(Region pointing data)

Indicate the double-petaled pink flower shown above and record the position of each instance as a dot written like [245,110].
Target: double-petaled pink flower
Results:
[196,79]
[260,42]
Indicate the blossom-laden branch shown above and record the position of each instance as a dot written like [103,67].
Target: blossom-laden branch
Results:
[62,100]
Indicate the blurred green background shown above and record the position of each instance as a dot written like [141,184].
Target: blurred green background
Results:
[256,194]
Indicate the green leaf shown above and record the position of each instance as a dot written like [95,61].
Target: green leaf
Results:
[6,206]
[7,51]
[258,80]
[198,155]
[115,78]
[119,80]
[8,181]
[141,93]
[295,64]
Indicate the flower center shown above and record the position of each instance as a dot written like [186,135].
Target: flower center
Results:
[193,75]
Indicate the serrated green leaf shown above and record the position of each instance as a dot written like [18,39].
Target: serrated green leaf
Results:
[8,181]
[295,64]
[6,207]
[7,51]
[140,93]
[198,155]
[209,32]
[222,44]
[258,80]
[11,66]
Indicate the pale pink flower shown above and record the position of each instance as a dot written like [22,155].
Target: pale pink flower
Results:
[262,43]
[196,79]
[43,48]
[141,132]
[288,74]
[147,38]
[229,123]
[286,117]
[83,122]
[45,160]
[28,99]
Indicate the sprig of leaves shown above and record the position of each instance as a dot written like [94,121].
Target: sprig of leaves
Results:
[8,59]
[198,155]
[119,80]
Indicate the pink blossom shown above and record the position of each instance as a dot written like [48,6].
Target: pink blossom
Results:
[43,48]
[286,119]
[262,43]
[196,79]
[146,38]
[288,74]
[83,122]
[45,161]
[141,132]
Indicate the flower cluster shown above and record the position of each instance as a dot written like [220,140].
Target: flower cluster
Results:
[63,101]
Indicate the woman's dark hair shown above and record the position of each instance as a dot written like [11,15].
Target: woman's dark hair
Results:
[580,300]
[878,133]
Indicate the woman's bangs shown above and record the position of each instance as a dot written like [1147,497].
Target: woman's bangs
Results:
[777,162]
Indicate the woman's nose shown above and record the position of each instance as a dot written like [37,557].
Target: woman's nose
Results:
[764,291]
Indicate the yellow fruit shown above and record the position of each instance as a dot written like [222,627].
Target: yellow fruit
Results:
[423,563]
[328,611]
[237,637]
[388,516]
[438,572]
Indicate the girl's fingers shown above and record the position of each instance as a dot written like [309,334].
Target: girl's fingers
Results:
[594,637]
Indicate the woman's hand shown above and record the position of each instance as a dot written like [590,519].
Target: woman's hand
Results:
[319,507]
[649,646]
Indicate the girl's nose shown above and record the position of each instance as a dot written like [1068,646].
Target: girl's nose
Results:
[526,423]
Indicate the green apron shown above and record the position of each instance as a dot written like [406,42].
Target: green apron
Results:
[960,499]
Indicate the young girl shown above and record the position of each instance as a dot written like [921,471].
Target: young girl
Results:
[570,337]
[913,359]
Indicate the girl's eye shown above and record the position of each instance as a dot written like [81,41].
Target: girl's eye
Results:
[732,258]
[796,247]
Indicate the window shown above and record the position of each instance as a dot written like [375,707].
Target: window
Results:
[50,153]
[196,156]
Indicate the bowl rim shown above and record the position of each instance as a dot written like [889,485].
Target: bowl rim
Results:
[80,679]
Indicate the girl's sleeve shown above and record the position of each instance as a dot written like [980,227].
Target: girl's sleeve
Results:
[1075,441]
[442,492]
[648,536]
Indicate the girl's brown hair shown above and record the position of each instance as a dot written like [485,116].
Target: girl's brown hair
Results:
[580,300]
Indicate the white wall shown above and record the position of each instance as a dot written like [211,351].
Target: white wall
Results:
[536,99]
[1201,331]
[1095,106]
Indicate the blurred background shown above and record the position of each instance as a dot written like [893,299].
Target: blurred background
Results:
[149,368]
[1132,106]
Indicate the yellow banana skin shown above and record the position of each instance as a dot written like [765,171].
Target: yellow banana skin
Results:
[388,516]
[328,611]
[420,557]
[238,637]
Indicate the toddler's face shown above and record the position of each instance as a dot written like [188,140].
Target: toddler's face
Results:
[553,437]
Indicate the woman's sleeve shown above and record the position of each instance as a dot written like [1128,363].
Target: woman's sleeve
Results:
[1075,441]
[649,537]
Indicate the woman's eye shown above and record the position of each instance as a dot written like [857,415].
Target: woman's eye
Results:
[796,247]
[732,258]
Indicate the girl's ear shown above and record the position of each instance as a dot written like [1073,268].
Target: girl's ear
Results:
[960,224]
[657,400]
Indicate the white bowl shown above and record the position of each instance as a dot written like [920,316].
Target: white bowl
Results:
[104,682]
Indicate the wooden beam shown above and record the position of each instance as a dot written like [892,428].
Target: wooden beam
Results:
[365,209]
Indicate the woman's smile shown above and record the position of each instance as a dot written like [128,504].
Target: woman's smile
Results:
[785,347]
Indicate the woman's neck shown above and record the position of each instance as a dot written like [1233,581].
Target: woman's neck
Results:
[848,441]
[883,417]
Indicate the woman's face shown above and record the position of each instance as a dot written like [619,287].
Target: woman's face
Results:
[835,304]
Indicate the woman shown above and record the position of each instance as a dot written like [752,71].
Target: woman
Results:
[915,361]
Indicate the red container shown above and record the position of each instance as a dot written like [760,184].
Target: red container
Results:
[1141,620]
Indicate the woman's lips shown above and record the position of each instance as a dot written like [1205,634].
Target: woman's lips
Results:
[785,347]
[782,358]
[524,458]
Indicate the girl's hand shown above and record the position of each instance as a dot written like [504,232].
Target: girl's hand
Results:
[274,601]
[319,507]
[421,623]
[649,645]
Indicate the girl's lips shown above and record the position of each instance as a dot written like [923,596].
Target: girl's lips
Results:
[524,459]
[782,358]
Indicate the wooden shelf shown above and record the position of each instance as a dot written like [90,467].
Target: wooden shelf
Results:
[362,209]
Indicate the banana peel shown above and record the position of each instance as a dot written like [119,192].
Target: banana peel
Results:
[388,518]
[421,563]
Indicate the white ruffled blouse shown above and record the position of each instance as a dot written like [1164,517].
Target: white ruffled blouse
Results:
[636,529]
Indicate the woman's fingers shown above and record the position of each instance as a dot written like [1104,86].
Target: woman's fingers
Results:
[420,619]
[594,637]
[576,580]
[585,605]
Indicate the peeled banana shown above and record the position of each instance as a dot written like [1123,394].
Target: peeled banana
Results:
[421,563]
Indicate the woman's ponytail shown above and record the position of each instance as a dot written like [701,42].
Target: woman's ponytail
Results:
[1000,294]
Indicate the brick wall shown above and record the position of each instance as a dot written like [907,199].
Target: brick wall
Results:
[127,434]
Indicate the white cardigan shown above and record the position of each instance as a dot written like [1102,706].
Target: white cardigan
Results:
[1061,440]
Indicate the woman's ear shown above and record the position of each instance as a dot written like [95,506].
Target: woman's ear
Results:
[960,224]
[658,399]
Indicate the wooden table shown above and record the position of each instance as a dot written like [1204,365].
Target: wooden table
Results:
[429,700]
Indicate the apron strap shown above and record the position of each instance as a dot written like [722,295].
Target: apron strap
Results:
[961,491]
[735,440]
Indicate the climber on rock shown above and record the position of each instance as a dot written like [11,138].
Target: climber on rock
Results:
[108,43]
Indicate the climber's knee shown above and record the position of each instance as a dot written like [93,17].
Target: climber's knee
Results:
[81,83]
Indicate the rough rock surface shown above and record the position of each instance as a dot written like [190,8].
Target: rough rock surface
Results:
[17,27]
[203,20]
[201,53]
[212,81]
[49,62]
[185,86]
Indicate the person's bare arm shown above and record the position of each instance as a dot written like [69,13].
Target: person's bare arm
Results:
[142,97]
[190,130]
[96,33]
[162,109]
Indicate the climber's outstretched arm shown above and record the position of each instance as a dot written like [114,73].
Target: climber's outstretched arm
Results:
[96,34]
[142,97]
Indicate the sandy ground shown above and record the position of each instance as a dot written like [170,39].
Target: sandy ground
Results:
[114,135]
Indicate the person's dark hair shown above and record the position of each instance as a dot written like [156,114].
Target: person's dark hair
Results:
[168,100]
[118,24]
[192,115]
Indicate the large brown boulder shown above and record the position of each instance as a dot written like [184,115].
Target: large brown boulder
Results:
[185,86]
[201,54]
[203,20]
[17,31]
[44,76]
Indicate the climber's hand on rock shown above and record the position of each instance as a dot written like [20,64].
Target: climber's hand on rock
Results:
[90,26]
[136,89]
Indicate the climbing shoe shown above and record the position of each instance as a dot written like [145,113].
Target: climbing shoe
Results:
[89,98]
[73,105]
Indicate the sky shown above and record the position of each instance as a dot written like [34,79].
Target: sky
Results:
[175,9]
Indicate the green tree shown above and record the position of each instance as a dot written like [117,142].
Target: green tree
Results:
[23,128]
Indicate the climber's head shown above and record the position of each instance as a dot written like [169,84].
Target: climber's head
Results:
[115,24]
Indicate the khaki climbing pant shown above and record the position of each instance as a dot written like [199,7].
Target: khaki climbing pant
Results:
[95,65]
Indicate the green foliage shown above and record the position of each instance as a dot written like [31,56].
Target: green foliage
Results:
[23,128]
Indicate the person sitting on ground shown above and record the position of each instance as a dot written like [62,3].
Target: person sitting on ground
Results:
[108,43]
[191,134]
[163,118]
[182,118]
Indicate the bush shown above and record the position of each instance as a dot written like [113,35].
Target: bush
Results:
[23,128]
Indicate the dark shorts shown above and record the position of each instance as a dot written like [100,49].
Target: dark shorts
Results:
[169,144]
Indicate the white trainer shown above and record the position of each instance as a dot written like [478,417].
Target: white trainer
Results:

## EXERCISE
Each line of the entries that contains the word "head" should be listed.

## RESPONSE TO THIS EXERCISE
Indicate the climber's head shown above and record the position of each instance as a dot written like [169,84].
Target: climber's head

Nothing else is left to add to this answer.